Task requirements:
Make a word-for-word copy of the entries below from their first line through the line with "positive clicks: (176, 112)", and add nothing.

Dataset records:
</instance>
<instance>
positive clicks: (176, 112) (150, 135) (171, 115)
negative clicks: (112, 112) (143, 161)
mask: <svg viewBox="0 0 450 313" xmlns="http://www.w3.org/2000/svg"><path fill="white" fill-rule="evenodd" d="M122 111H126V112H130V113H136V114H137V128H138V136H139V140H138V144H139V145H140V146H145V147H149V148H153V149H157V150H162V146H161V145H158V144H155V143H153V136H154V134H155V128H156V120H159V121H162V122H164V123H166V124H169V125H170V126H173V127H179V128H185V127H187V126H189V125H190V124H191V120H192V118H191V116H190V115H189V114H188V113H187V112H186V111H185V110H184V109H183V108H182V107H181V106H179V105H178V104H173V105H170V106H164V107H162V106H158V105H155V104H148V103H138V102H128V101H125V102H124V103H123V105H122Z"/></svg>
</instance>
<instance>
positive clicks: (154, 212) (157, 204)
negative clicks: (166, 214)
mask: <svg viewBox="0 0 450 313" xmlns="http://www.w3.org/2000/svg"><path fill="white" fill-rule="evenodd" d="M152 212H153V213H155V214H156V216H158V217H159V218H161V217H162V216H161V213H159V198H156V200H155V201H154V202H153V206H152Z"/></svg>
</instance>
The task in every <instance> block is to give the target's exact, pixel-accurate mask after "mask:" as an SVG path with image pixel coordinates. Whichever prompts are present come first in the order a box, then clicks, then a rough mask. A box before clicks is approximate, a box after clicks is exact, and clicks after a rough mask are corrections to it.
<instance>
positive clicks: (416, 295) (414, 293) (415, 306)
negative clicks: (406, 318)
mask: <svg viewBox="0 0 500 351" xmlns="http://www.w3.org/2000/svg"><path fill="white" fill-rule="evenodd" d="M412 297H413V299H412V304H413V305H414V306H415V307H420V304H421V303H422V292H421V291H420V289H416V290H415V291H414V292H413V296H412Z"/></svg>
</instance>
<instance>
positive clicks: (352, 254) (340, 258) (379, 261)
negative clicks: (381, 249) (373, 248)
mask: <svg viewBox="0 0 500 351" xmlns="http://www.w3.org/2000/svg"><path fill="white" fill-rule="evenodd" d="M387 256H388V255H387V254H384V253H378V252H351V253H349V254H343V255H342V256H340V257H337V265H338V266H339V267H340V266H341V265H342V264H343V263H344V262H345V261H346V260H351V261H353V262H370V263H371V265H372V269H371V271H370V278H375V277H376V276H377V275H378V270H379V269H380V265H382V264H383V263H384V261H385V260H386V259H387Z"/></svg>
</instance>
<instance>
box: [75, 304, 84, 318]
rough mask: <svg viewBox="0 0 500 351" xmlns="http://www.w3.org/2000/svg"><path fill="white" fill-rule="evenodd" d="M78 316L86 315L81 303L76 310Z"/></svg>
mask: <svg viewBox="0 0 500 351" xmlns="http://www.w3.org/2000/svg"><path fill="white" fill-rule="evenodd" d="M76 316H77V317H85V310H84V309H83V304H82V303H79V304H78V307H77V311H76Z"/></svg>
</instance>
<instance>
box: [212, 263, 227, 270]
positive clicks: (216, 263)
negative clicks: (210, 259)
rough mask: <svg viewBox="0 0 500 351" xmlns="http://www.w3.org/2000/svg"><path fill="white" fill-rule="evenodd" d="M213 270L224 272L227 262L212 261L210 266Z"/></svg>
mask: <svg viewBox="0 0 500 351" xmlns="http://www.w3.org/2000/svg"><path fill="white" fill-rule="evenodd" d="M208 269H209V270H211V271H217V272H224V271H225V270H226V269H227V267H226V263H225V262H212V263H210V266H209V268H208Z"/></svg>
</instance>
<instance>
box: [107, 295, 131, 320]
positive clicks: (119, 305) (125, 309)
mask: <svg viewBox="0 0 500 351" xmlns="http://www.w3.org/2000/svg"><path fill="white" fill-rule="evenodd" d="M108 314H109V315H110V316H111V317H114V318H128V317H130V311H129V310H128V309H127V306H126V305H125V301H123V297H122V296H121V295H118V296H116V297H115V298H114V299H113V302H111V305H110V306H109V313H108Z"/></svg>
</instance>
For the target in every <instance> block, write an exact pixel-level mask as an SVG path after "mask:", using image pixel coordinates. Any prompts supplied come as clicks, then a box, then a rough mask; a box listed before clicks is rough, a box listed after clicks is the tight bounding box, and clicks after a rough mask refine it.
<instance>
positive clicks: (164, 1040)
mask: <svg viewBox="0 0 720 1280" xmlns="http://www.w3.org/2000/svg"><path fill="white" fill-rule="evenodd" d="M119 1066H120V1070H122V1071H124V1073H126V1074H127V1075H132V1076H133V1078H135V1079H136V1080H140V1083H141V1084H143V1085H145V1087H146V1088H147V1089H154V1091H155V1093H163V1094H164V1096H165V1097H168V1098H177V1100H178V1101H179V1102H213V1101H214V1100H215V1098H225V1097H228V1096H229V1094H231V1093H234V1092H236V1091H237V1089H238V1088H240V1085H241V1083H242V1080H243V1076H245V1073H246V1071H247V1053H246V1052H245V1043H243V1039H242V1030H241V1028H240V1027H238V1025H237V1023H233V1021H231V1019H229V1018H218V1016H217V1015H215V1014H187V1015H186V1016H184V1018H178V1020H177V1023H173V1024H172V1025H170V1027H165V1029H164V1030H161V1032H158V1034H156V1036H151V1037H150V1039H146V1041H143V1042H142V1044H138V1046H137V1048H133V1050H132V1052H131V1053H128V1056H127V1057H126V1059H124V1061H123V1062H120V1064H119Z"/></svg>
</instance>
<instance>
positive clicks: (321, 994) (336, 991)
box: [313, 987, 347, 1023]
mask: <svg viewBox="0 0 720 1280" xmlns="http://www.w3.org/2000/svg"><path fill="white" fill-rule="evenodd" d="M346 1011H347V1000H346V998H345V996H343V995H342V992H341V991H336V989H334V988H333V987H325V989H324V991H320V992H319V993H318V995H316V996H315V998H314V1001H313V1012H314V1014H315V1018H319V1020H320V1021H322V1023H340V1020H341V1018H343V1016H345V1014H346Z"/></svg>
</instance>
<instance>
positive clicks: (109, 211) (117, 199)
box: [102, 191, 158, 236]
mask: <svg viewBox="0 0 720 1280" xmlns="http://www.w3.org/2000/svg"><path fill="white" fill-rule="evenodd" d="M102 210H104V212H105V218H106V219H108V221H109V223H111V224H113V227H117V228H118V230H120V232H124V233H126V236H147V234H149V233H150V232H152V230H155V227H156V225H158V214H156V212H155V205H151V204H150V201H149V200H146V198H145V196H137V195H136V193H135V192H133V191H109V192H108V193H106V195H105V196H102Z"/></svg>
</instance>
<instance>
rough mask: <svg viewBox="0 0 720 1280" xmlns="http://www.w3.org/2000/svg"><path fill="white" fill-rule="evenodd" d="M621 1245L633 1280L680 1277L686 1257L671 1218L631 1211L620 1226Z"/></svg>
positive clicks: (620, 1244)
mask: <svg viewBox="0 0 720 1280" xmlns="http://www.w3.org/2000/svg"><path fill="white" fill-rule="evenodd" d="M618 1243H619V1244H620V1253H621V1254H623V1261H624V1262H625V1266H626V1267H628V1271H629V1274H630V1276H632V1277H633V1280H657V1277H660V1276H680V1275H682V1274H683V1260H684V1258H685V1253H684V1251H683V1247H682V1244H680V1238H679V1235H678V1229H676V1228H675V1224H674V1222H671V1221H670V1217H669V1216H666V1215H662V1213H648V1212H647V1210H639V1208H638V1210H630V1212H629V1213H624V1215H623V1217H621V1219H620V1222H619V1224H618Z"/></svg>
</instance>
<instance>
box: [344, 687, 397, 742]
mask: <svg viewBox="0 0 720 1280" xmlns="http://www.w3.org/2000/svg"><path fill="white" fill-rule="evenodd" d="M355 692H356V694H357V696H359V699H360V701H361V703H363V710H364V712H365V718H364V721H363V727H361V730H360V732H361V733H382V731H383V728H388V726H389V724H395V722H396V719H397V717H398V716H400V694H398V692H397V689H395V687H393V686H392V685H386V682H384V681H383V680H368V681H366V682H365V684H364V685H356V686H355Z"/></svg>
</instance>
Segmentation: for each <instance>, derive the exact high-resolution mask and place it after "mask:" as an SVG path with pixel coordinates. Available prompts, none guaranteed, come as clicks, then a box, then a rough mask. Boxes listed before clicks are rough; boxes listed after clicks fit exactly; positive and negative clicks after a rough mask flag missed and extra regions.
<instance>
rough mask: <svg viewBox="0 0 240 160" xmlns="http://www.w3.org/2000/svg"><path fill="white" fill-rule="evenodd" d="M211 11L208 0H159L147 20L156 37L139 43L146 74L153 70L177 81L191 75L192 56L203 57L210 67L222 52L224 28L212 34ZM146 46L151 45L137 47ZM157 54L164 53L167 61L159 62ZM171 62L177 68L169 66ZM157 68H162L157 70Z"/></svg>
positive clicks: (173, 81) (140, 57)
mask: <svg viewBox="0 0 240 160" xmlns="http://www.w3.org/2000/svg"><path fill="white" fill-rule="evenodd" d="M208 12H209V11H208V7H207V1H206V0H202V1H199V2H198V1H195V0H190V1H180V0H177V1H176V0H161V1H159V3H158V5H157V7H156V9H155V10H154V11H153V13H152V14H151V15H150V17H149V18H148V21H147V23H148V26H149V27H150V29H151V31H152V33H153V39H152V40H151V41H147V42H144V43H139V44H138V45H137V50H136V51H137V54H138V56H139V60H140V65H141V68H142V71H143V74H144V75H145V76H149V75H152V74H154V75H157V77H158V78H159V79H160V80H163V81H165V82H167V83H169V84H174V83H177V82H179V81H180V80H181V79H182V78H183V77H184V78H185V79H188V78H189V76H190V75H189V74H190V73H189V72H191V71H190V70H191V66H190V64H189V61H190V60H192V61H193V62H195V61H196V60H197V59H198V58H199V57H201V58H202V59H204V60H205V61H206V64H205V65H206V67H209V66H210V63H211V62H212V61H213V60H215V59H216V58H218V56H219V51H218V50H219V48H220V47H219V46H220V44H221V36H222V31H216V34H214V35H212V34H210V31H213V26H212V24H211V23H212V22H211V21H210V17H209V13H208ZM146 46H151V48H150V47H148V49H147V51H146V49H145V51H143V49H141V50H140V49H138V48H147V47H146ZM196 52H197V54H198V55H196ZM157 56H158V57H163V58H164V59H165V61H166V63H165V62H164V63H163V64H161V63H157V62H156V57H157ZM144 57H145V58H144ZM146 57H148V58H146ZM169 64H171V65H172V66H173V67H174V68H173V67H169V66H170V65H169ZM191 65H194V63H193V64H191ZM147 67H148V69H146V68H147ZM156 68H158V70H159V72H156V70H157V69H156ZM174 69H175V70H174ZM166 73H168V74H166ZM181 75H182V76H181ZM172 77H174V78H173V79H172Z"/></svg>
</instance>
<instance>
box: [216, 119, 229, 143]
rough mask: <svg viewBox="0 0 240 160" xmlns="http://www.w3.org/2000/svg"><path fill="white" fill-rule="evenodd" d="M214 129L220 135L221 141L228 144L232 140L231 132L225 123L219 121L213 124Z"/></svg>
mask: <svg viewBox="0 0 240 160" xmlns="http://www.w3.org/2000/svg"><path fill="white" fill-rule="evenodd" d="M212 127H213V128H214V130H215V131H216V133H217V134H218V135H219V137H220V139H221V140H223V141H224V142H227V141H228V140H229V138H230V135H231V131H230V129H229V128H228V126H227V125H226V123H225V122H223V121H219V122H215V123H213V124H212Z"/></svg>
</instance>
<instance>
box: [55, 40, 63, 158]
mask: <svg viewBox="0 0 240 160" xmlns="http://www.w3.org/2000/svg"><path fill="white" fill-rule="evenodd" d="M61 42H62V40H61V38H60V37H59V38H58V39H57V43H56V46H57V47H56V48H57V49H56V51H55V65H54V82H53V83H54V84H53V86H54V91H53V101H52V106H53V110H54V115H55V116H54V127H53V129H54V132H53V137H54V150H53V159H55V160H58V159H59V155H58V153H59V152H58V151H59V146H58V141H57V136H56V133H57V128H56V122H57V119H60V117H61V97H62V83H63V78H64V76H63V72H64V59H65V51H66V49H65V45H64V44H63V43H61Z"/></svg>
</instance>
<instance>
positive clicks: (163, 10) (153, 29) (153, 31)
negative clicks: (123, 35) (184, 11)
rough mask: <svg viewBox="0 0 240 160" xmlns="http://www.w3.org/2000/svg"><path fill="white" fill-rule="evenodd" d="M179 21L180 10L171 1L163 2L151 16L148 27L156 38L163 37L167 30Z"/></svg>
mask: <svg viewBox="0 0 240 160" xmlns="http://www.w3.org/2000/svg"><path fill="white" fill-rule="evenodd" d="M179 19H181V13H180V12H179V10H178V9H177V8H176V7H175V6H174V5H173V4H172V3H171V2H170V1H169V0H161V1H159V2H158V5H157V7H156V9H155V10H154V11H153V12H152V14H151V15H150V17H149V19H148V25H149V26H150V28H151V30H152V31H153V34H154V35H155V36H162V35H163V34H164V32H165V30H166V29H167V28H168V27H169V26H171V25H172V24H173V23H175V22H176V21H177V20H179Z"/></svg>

Task answer:
</instance>
<instance>
positive clicks: (176, 112) (150, 135) (171, 115)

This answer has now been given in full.